Exercise description.
Return, unchanged and in order, the lines of the entries below, starting at the line that contains "Objective — one point per instance of the tree" and ending at the final line of the entries.

──────── Entries provided

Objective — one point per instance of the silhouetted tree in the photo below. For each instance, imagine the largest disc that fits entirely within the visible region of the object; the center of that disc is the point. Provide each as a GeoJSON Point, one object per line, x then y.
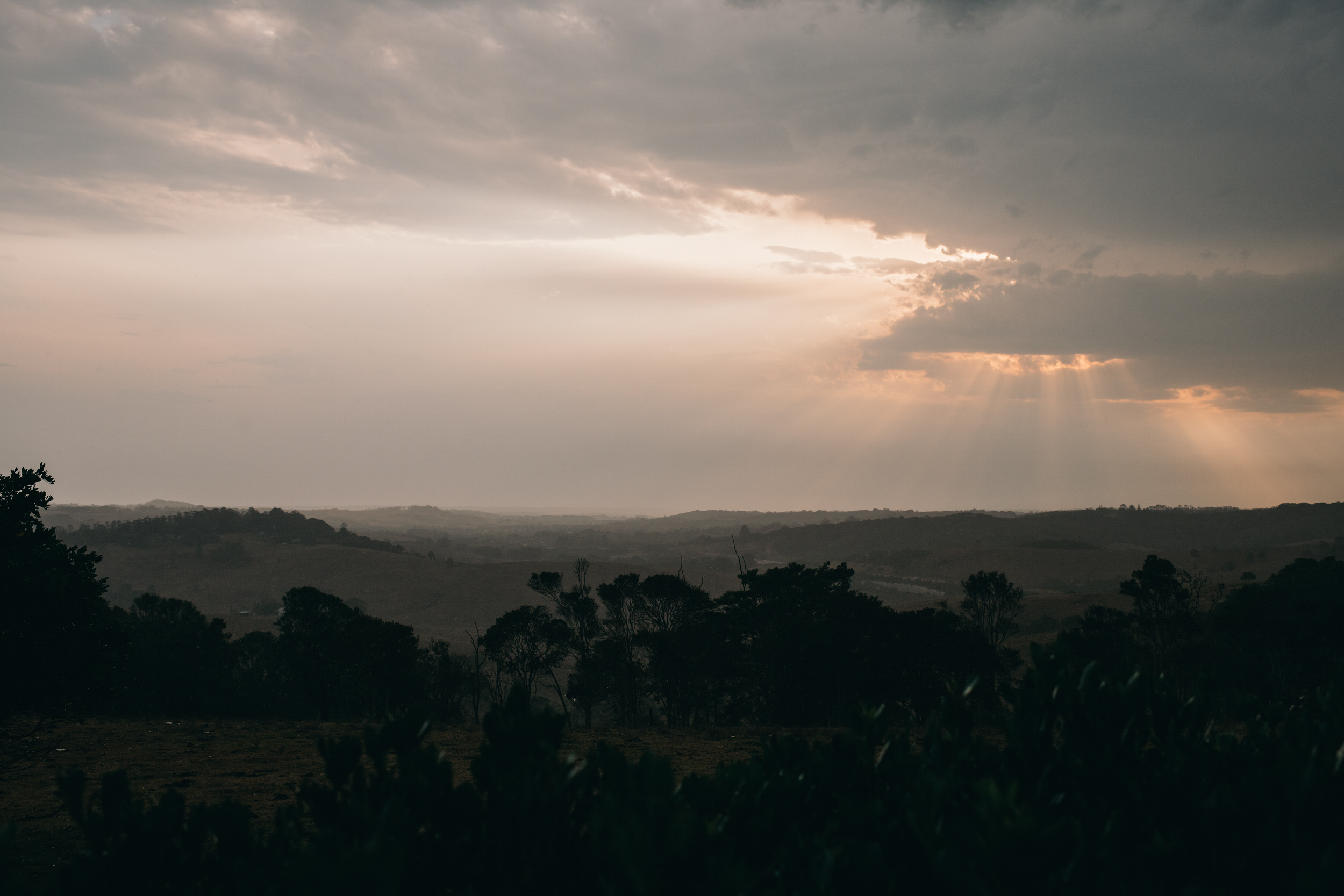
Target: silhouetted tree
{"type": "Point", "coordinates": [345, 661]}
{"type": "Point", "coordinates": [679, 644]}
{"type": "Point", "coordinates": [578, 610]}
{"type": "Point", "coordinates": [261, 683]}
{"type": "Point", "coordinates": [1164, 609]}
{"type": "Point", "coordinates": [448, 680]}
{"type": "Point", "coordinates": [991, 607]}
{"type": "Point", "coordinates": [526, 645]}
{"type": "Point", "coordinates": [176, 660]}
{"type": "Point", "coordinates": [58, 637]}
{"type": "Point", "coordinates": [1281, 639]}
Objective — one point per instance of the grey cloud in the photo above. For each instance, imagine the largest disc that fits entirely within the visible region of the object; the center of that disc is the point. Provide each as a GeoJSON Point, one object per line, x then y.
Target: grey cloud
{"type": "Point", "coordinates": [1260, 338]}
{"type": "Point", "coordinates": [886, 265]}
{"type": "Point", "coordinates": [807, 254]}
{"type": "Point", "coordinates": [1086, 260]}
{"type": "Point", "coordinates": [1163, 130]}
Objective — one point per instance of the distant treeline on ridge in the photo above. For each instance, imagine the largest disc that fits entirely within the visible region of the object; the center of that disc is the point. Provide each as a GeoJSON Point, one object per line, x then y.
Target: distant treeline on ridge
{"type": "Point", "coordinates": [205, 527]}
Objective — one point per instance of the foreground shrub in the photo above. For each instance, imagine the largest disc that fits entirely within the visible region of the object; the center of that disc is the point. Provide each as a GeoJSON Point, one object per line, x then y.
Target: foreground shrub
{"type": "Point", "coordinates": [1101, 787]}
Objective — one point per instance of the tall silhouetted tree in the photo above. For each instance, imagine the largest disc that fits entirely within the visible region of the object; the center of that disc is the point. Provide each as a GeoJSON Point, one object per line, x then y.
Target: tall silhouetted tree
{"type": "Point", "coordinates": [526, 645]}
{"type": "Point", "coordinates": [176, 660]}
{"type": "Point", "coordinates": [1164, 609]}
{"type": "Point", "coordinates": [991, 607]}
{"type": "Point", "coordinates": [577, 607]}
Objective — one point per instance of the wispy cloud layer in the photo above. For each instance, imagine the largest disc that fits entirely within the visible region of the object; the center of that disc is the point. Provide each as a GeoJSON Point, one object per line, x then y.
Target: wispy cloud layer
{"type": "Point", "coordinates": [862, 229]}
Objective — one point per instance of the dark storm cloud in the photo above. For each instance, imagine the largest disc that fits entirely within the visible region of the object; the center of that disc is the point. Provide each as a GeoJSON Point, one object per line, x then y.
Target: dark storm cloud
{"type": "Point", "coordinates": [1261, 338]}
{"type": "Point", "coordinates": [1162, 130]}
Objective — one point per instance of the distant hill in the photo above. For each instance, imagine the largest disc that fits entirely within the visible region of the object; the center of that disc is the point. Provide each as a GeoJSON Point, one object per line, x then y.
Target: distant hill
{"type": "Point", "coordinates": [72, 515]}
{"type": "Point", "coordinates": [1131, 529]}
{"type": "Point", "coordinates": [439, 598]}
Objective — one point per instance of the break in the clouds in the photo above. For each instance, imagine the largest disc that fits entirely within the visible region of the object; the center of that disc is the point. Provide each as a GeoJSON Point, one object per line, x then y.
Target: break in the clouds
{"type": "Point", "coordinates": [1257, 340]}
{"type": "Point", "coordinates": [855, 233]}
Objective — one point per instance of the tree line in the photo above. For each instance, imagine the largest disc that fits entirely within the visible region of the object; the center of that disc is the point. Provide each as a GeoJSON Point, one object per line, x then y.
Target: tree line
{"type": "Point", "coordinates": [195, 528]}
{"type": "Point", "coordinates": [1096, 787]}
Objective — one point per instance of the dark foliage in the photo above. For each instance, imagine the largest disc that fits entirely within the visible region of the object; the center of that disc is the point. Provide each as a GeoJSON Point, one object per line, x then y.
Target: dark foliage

────────────────

Reply.
Objective — one point per instance of the tree line in the photo above. For each instance, imagine the largest disc that fits entirely within the visible region of the object; the center of that disc is the point. Provide each as a GeoJSON Point, one object per line, x then y.
Target: tree line
{"type": "Point", "coordinates": [195, 528]}
{"type": "Point", "coordinates": [1096, 787]}
Objective — one point per instance of the dark foliage in the photo above. For each instance, imagine the largest disc that fits entirely within the visible region of the object; the center of that disc is the point. Provide each as a GeoJSON Point, one object per line, x then y.
Target: dark foliage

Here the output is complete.